§ SUPPLIED TEXT:

§ §

The DuPont Danisco cellulosic ethanol plant in Vonore, Tennessee

The DuPont Danisco cellulosic ethanol plant in Vonore, Tennessee (Biofuels Digest).

In Tennessee, Dupont Danisco Cellulosic Ethanol will officially open its 250,000 gallon demonstration facility in Vonore, and the first one dedicated to converting both agricultural residue and bioenergy crops to fuel ethanol. The facility has initiated start-up and began producing ethanol in mid-January. The facility is focused on process and data validation to achieve commercial scale production by 2012. The plant is using corn cobs as a feedstock today, and will begin to integrate switchgrass grown primarily in Tennessee later this year.


“A perfect storm made this happen,” DDCE CEO Joe Skurla told the Digest. “Governor Bredesen’s vision, plus our need to put in a demonstrate plant. To start in October 2008 and to have a plant complete and started up — I’ve seen a lot of projects in my time, but I’ve never seen a team come together and overcome the issues like this one.”

Skurla said that final design for DDCE’s technology will be completed after data is accumulated from the demonstration plant, and construction will begin in 2011 on the cobs plant, which is likely to be built in the corn belt.

To improve the lifecycle analysis of the plant and increase the reduction in Greenhouse gas emissions, the plant is burning lignin, recovered from the process, as fuel for the system in place of natural gas. Lignin is being burned as fuel for the system.

Tennessee Gov. Phil Bredesen will be on an honored speaker at the event, along with other state, local, and business dignitaries. The 74,000-square-foot facility has the capacity to produce 250,000 gallons of ethanol from corncobs and switchgrass and is preparing DDCE’s innovative integrated technology for commercial production by 2012.

Skurla confirmed to the Digest that conversations are occurring with “several early adopters” in terms of licensing technologies, and said that the US was a likely first area of licensing operations although he added that conversations have emerged with potential parties in Europe, Asia and South America, and said that the technology would be effective with any region where agricultural residues or energy crops could be provided at scale. Likely facility size is 50 Mgy in the near term , working off a 35-50 mile radius for residues and crops. Skurla commented that ultimately the company beeves it can deploy its technology at 100 Mgy scale.

§ §

§ DATA SHOWN:
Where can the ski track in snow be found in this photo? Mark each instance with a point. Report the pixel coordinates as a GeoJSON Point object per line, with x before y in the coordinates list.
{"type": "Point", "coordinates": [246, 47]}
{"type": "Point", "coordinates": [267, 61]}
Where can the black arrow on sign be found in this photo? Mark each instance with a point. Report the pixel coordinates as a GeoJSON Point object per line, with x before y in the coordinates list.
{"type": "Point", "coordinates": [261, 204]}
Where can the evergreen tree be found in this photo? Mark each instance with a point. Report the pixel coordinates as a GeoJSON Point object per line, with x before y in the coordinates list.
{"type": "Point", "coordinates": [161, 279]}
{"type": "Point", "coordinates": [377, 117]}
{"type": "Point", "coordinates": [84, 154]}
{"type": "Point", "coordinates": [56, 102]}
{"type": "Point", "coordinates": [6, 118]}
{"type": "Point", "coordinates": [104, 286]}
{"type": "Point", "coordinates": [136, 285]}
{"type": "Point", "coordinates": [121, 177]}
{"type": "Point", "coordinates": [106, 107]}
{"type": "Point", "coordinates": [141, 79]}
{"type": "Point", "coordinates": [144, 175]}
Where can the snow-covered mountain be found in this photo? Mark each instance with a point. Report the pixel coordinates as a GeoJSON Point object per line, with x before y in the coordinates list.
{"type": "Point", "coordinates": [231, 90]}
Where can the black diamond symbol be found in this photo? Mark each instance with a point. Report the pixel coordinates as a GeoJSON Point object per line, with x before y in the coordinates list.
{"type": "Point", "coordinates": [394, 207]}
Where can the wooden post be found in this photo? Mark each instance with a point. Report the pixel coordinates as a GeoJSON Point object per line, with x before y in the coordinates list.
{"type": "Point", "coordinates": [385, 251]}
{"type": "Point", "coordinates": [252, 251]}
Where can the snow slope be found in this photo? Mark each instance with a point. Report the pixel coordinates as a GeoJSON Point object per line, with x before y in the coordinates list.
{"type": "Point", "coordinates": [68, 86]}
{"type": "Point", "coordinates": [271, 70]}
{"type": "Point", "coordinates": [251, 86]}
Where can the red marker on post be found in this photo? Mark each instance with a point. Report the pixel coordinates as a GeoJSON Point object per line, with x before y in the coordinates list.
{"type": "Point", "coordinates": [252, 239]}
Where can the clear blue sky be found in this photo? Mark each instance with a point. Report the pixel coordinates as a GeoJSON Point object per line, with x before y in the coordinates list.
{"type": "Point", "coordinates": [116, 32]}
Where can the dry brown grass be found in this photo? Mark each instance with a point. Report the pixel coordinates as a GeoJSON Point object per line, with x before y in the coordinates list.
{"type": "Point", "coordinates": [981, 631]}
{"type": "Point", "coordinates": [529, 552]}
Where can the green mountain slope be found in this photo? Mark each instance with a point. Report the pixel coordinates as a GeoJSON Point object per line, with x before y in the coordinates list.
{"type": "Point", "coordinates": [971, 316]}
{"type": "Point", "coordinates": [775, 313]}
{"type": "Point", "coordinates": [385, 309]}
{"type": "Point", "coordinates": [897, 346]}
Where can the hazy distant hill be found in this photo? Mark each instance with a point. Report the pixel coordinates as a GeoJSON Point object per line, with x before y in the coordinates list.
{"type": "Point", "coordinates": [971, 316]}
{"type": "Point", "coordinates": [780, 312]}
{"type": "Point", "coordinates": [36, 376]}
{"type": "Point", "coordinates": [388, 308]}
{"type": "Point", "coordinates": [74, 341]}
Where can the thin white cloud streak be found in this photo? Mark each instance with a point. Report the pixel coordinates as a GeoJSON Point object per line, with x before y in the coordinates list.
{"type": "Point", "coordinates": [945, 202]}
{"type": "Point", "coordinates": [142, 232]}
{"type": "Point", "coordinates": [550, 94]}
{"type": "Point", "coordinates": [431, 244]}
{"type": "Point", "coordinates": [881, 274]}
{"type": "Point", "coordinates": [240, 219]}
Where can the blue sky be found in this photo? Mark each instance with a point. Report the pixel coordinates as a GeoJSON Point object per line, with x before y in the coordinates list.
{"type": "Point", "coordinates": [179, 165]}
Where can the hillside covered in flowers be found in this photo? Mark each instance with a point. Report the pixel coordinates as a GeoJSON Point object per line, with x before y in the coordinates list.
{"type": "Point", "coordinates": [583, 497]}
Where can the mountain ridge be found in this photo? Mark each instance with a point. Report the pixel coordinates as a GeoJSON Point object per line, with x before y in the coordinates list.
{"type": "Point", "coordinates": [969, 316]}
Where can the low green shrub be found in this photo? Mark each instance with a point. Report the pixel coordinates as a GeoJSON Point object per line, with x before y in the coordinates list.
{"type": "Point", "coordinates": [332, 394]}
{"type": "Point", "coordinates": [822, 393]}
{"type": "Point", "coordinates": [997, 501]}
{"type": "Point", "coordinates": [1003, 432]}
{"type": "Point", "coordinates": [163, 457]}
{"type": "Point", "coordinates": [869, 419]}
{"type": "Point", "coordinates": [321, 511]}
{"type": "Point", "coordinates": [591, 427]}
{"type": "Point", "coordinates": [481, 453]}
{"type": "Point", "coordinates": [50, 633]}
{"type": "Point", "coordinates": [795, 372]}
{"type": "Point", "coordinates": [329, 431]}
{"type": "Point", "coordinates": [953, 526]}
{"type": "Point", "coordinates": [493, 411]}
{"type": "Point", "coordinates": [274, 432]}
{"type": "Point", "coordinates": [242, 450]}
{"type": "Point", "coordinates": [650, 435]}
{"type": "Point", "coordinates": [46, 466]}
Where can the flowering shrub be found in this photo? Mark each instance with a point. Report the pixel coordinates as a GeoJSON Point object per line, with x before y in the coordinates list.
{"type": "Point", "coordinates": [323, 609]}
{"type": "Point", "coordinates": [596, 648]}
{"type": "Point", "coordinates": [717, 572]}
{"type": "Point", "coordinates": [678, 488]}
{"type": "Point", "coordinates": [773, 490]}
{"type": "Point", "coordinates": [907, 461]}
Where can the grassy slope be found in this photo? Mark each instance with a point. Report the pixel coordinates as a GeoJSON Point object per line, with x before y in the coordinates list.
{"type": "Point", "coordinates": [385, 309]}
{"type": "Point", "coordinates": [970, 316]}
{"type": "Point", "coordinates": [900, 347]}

§ §

§ DIRECTIVES:
1 – According to the article on the Vonore ethanol plant, what feedstock does the plant use today?
2 – Quote the article on the Vonore ethanol plant word for word, between "Skurla said that" and "the corn belt.", inclusive.

§ SOLUTIONS TO THE PROBLEMS:
1 – Corn cobs.

2 –
Skurla said that final design for DDCE’s technology will be completed after data is accumulated from the demonstration plant, and construction will begin in 2011 on the cobs plant, which is likely to be built in the corn belt.